▶ **Short problem**:
In the text below about teaching trot diagonals, which kinds of small steps does the writer say an explanation can be broken down into?

▶ **Document text**:
______
Once we’d established the shoulder that was going forwards when she rose, and if it was the right one or not, we talked about how to change the trot diagonal so that she was on the correct one. Of course, it was the double sit exercise we’d practiced last week!

Now she still does the odd triple sit, but there was more determination in my little rider to just sit for two beats and to change her diagonal. With practice, she’ll crack it, but now I know she will try harder at it.

We spent the rest of the lesson doing quick checks. For example, every time they changed the rein I asked what did she need to do – change her whip and sit for two! Then when they had a sneaky walk I asked her to check her diagonal. It’s important that a rider doesn’t get used to being told they’re on the incorrect diagonal, but rather by asking them if they are right or wrong as they will become more thoughtful and independent riders, as well as fully understanding the concept. Also, it’s important to choose the moment to correct trot diagonals. Don’t do it before canter, or on a tricky school movement. Wait until they can devote their full attention to the outside shoulder and double sitting.

This rider took to my explanation, and seemed to really understand it. I l her that her Mum will be able to tell if she’s right or wrong, so hopefully World War Three doesn’t break out when they’re practising! Some children need more explanation than others, but I think by breaking it down into small steps of verbal explanation, visual guides, and demonstrations, you can pinpoint when it starts to go over their head. Then you can change tact, or leave teaching diagonals until they have fully grasped the previous step.

Figures of Eight

For some reason I’ve been doing a lot of figure of eight work in lessons. I think it’s because I’ve been focusing my clients on changing their horse’s bend, and staying balanced throughout, but I’m enjoying seeing the horses strengthen as they switch between hind legs.
______
▶ **Information shown**:

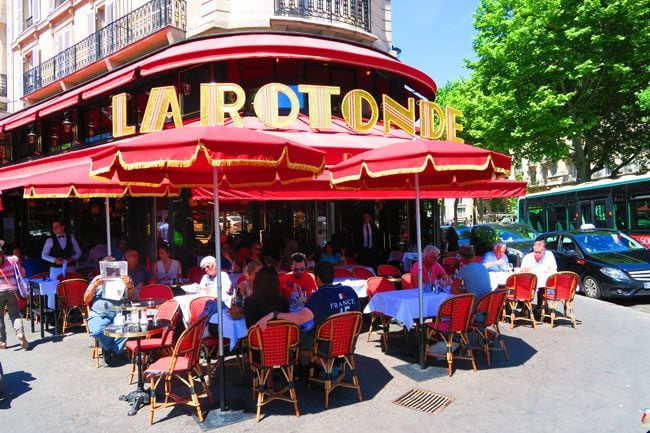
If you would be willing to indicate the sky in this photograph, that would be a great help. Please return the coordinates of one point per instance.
______
▶ **Solution for this exercise**:
Verbal explanation, visual guides, and demonstrations.